[[ Records to use open ]]
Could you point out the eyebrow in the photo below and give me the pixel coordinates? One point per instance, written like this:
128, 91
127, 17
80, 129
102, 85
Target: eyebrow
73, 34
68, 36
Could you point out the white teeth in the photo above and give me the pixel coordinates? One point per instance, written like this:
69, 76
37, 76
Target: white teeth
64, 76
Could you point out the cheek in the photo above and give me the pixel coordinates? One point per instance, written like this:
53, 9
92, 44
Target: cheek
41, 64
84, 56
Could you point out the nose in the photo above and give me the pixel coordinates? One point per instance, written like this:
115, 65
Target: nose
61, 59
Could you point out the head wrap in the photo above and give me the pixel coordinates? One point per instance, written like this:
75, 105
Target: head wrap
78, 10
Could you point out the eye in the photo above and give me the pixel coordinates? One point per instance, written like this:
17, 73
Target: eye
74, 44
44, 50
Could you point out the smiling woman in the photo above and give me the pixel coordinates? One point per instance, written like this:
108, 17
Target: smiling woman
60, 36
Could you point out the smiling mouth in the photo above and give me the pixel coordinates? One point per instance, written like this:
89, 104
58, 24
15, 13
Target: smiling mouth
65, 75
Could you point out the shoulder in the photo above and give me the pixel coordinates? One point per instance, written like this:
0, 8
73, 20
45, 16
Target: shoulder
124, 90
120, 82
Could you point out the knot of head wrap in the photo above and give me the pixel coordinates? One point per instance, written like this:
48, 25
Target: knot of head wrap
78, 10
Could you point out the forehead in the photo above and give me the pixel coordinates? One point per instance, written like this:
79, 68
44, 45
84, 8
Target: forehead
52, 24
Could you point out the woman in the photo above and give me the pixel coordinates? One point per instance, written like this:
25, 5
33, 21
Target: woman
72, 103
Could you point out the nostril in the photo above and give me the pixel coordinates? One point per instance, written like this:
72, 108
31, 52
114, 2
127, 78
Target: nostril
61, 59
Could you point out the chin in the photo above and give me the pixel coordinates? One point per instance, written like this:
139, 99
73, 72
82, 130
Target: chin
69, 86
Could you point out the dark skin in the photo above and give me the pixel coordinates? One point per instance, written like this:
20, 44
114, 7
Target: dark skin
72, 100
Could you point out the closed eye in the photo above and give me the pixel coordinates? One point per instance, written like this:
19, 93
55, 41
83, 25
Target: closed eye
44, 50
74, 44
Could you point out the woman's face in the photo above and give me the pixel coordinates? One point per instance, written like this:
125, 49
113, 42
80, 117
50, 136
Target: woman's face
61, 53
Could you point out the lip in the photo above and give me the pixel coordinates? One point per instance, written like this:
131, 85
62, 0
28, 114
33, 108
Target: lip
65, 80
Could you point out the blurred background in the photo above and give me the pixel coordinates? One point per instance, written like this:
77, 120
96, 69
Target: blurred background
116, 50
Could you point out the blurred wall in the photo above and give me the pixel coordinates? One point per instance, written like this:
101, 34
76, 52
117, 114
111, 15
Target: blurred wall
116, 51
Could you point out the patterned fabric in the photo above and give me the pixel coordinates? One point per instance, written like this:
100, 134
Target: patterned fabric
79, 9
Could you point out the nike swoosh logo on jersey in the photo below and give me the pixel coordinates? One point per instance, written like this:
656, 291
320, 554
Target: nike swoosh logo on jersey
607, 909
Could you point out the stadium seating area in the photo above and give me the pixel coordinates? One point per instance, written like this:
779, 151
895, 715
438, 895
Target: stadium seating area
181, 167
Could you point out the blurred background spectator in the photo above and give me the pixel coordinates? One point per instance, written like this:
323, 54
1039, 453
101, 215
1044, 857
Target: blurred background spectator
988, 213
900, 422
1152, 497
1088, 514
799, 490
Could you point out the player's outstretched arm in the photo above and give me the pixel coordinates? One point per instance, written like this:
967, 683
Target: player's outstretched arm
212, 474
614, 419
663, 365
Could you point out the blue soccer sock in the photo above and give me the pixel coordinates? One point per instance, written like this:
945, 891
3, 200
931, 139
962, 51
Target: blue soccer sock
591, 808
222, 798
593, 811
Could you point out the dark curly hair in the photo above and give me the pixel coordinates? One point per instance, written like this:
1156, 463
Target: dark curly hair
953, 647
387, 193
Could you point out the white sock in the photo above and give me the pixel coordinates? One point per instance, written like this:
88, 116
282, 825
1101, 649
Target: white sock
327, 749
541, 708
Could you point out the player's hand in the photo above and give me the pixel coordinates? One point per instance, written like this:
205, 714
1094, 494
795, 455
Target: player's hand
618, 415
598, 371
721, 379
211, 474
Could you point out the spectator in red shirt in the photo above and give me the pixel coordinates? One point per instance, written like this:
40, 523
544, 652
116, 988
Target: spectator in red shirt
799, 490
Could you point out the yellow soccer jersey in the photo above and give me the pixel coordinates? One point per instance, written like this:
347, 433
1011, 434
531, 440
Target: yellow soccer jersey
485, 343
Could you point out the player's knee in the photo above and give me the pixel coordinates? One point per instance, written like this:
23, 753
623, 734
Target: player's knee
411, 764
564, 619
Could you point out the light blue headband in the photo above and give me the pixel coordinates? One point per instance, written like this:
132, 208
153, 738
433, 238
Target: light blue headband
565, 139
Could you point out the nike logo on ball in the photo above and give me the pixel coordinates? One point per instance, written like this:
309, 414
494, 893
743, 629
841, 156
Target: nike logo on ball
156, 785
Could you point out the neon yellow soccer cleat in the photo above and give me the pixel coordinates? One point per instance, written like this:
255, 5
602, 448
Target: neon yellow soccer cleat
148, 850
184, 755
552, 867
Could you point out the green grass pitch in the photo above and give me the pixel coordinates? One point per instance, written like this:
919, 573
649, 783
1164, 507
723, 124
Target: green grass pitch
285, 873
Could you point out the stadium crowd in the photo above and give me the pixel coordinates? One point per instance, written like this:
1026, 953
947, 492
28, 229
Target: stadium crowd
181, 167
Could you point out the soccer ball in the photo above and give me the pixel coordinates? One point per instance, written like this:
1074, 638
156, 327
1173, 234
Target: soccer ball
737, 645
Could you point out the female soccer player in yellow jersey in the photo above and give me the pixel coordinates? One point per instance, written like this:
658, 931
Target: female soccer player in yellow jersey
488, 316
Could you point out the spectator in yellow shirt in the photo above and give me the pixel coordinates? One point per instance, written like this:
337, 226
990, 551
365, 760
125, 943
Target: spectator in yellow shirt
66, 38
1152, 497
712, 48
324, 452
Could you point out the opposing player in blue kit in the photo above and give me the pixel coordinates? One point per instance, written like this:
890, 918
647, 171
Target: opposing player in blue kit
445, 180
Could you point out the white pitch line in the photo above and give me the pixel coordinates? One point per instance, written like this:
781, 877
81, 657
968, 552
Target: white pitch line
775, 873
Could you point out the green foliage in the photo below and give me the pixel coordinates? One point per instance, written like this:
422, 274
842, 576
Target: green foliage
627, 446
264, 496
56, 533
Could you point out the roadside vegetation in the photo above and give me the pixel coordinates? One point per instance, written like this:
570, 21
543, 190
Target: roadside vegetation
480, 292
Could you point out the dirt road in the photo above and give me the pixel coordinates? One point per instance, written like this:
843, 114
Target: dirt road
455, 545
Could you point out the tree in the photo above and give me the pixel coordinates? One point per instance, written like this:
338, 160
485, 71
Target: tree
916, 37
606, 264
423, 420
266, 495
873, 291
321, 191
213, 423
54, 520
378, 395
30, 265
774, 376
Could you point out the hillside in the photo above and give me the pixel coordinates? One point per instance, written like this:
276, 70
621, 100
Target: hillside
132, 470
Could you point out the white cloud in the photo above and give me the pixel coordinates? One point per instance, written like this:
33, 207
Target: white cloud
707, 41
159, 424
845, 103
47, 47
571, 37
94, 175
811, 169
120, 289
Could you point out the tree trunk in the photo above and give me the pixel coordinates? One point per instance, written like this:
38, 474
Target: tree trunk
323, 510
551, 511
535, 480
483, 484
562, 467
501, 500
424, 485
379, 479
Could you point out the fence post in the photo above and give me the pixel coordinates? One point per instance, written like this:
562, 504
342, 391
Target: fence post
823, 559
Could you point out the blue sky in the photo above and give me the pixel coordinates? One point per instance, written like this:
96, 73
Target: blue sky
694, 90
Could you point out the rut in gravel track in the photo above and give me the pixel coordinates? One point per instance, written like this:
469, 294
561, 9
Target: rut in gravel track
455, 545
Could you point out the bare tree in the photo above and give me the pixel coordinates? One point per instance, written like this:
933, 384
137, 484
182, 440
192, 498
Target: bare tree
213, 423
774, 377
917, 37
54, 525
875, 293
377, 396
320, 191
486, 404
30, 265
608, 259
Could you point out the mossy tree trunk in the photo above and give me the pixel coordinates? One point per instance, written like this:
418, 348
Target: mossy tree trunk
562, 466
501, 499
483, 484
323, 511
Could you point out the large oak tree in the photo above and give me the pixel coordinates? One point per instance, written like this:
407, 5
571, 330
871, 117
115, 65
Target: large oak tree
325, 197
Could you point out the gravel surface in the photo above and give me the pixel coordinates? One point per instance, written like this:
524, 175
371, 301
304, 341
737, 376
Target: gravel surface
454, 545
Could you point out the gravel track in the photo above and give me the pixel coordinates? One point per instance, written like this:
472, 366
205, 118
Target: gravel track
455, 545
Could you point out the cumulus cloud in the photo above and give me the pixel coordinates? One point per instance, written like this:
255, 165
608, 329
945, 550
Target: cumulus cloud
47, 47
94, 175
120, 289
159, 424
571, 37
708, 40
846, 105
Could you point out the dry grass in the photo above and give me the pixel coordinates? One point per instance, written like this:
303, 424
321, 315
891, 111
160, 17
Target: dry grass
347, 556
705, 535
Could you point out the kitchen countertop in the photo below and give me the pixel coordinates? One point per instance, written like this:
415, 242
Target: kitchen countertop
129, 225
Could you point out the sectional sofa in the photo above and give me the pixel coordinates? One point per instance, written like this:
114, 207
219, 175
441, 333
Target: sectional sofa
[[ Records to use closed ]]
- [Exercise description]:
Each line containing the word "sectional" needs to be copied from the data above.

- [Task result]:
Could you point out the sectional sofa in the photo above and give me the pixel coordinates? One point per instance, written like this:
Target: sectional sofa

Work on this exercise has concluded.